§ Problem to solve
Pull out every line of the material below that contains the string "roof", matching case exactly.

## BEGIN Exercise inputs

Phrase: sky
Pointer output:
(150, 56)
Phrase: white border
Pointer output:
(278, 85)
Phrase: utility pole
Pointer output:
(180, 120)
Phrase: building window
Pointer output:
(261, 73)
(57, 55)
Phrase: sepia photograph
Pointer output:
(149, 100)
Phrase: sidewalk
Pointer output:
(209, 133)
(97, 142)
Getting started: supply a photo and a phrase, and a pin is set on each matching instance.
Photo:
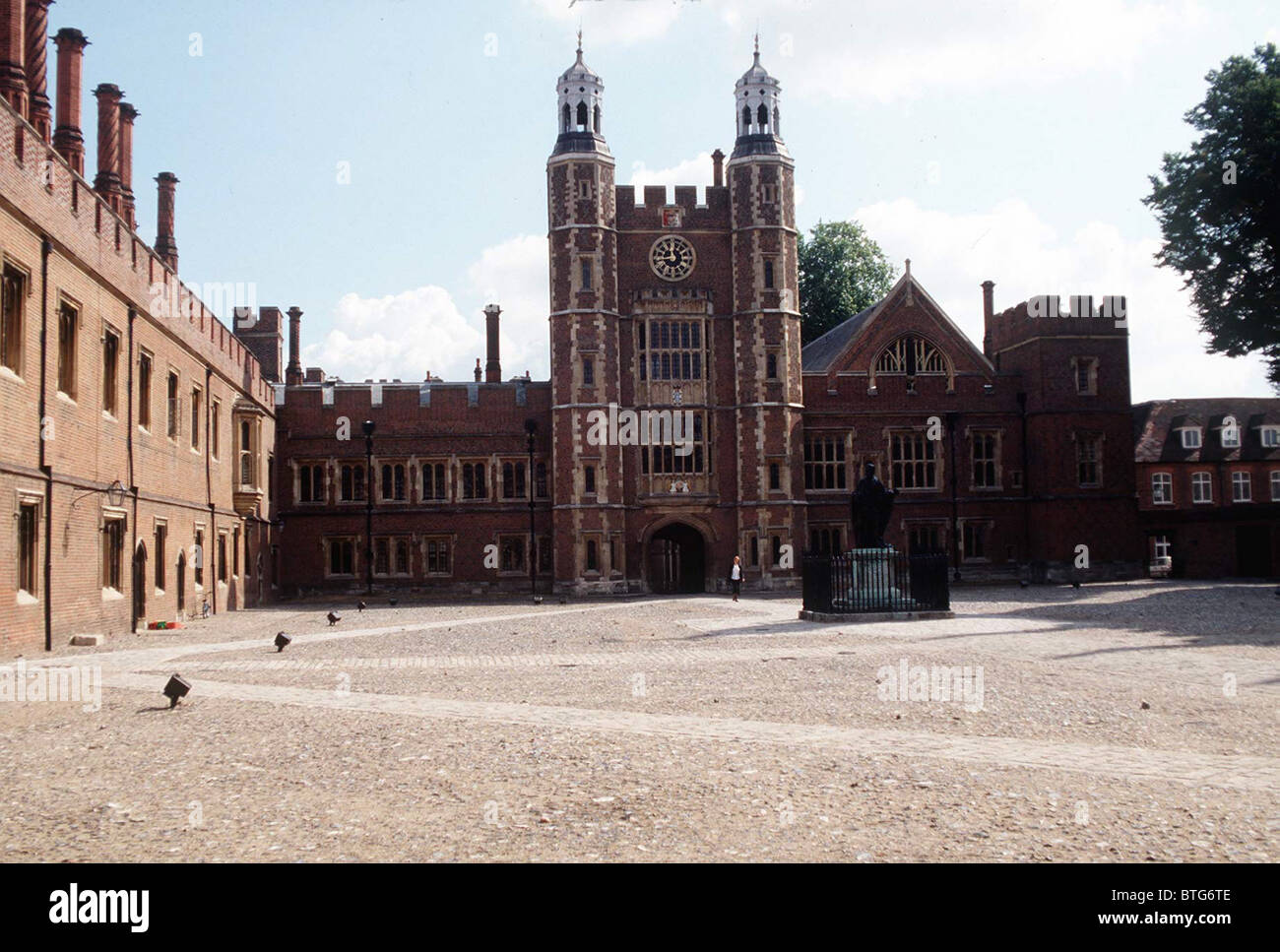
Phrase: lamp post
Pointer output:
(530, 431)
(369, 506)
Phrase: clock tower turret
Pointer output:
(583, 242)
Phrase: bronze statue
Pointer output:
(870, 504)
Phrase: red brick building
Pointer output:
(135, 468)
(1007, 458)
(687, 303)
(1208, 485)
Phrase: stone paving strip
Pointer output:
(1126, 763)
(1249, 674)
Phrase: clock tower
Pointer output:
(677, 307)
(768, 400)
(584, 332)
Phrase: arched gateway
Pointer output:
(676, 559)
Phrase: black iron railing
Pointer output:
(875, 581)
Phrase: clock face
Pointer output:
(672, 257)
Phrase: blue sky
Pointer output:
(1007, 141)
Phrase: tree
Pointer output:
(843, 270)
(1219, 209)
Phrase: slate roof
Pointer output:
(815, 355)
(1156, 438)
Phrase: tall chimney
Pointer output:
(13, 43)
(126, 162)
(165, 244)
(106, 183)
(989, 311)
(491, 366)
(71, 58)
(37, 67)
(293, 372)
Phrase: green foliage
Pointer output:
(843, 272)
(1219, 209)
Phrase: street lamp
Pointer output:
(369, 506)
(530, 431)
(115, 494)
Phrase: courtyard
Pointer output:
(1119, 722)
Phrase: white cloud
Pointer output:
(951, 255)
(690, 171)
(515, 276)
(423, 329)
(400, 336)
(868, 52)
(610, 21)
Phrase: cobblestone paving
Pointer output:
(1118, 722)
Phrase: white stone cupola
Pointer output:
(579, 107)
(758, 111)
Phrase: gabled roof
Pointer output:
(1156, 425)
(815, 355)
(820, 355)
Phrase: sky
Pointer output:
(382, 162)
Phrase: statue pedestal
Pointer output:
(873, 583)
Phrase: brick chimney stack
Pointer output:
(293, 372)
(491, 365)
(166, 247)
(126, 164)
(106, 183)
(989, 311)
(71, 59)
(13, 43)
(37, 68)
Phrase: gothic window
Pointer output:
(666, 462)
(986, 461)
(433, 481)
(913, 461)
(671, 350)
(824, 462)
(474, 481)
(912, 355)
(1088, 460)
(438, 557)
(352, 482)
(311, 482)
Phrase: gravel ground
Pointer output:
(1119, 722)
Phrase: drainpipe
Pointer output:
(133, 486)
(955, 502)
(209, 496)
(1027, 486)
(45, 468)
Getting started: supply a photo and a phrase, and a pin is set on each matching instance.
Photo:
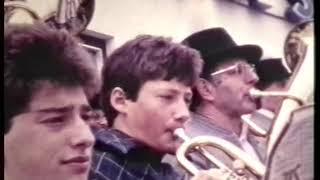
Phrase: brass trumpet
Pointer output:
(197, 143)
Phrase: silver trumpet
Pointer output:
(242, 159)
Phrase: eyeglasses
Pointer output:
(239, 68)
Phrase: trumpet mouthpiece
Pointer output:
(181, 134)
(255, 92)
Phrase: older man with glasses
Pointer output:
(221, 95)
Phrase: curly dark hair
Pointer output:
(35, 53)
(147, 58)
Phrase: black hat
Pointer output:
(271, 70)
(216, 46)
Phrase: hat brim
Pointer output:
(250, 53)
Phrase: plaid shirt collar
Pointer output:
(123, 144)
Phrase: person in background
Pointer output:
(221, 95)
(48, 81)
(273, 76)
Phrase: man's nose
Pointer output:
(182, 113)
(82, 136)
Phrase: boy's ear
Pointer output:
(205, 89)
(118, 99)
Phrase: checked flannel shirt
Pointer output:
(120, 157)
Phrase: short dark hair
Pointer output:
(147, 58)
(36, 53)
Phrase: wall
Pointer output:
(124, 19)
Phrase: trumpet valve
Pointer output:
(239, 167)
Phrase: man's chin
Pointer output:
(249, 108)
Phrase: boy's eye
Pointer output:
(167, 97)
(92, 115)
(188, 101)
(55, 120)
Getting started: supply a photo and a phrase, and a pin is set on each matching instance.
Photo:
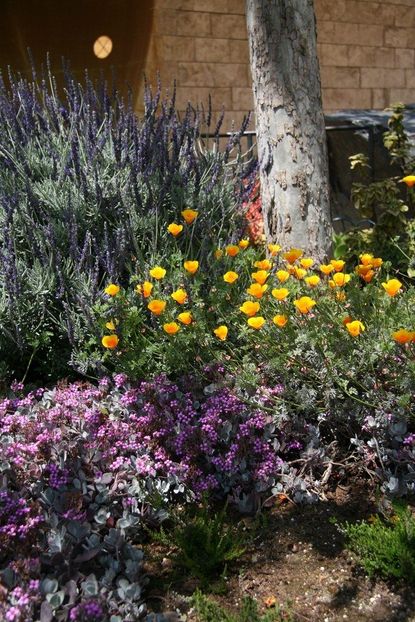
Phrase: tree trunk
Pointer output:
(291, 136)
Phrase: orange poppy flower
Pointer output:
(191, 266)
(156, 306)
(189, 215)
(306, 262)
(304, 304)
(293, 254)
(145, 289)
(230, 277)
(392, 287)
(257, 290)
(280, 293)
(264, 264)
(232, 250)
(338, 264)
(326, 269)
(256, 322)
(274, 249)
(355, 328)
(260, 276)
(158, 273)
(250, 308)
(175, 229)
(403, 336)
(185, 318)
(282, 275)
(171, 328)
(112, 289)
(110, 341)
(221, 332)
(180, 296)
(313, 280)
(280, 320)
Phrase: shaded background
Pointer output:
(68, 29)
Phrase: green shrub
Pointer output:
(85, 190)
(205, 543)
(385, 546)
(209, 611)
(388, 203)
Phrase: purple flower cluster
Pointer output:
(20, 602)
(19, 520)
(216, 442)
(88, 611)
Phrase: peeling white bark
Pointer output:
(290, 124)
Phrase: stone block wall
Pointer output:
(366, 51)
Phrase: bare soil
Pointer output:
(296, 557)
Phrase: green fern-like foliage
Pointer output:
(385, 547)
(205, 543)
(209, 611)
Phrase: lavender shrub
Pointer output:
(85, 187)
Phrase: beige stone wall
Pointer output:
(366, 50)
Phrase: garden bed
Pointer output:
(298, 561)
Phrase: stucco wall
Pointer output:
(366, 51)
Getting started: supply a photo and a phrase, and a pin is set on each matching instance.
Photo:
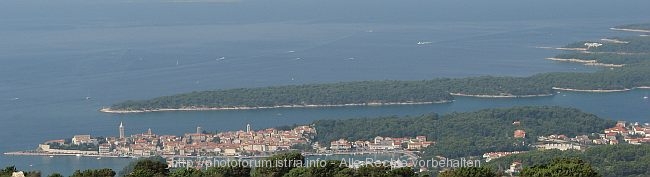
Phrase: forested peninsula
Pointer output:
(625, 66)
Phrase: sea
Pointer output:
(61, 61)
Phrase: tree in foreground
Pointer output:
(149, 168)
(469, 171)
(562, 167)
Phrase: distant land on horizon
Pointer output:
(624, 60)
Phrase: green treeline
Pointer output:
(468, 134)
(610, 161)
(560, 167)
(398, 91)
(291, 164)
(607, 58)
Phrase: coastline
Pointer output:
(26, 153)
(600, 91)
(500, 96)
(585, 62)
(109, 110)
(630, 30)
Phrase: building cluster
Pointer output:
(634, 133)
(382, 143)
(495, 155)
(199, 143)
(630, 133)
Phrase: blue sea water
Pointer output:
(56, 54)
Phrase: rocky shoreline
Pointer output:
(500, 96)
(585, 62)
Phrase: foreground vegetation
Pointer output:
(560, 167)
(468, 134)
(610, 161)
(333, 168)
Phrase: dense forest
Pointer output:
(609, 161)
(468, 134)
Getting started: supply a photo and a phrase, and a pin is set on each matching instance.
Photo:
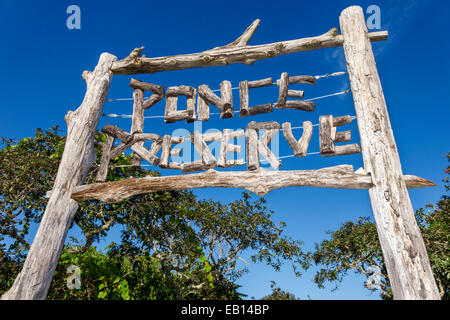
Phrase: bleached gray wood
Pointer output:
(295, 93)
(302, 79)
(344, 150)
(172, 114)
(300, 147)
(202, 109)
(36, 275)
(236, 52)
(245, 110)
(404, 252)
(224, 104)
(207, 159)
(226, 147)
(263, 147)
(258, 181)
(251, 145)
(341, 120)
(326, 144)
(260, 83)
(137, 122)
(167, 151)
(154, 98)
(104, 161)
(343, 136)
(130, 141)
(227, 96)
(283, 90)
(304, 105)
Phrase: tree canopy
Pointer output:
(355, 247)
(172, 245)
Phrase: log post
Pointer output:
(34, 280)
(403, 248)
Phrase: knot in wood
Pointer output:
(279, 47)
(206, 58)
(170, 61)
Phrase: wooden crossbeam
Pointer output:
(260, 181)
(235, 52)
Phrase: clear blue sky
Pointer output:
(42, 62)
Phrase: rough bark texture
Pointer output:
(172, 114)
(299, 147)
(245, 110)
(34, 280)
(224, 104)
(137, 122)
(226, 147)
(403, 248)
(258, 181)
(104, 162)
(236, 52)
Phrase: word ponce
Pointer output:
(224, 103)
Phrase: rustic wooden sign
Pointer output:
(403, 248)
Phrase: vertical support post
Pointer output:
(403, 248)
(35, 278)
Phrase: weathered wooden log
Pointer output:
(283, 90)
(137, 122)
(104, 161)
(224, 104)
(263, 148)
(226, 147)
(154, 98)
(180, 91)
(258, 181)
(341, 120)
(233, 53)
(207, 159)
(343, 136)
(202, 109)
(227, 96)
(266, 125)
(302, 79)
(135, 138)
(304, 105)
(328, 135)
(35, 278)
(255, 146)
(251, 145)
(300, 147)
(150, 156)
(167, 151)
(260, 83)
(344, 150)
(404, 251)
(326, 145)
(137, 84)
(295, 93)
(172, 114)
(245, 110)
(212, 136)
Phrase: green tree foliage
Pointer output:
(279, 294)
(172, 246)
(355, 247)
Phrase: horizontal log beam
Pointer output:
(233, 53)
(260, 181)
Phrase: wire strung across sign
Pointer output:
(258, 135)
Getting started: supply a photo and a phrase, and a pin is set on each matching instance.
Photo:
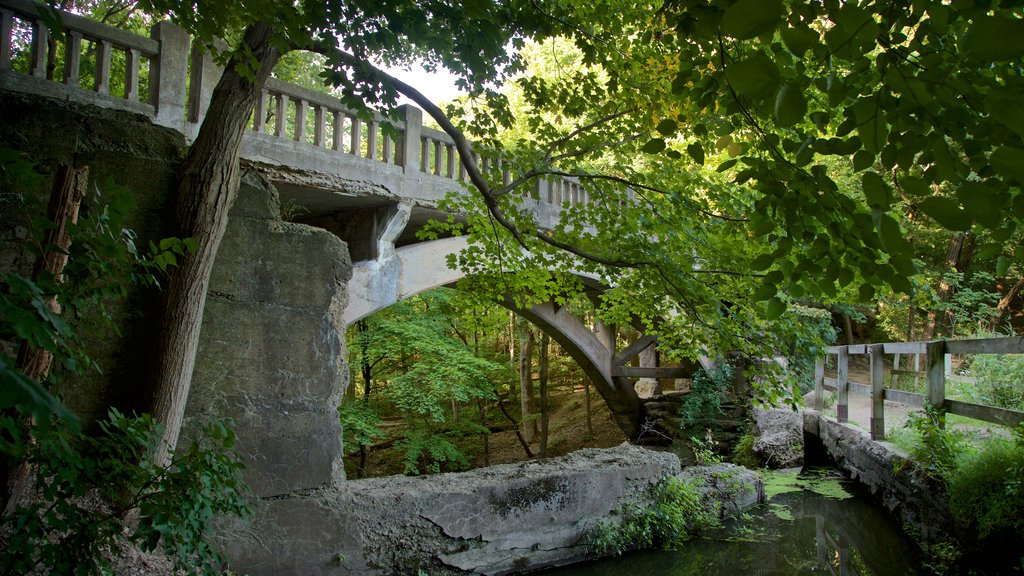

## END Exercise inputs

§ Result of the task
Phrase: slate roof
Phrase: gabled roof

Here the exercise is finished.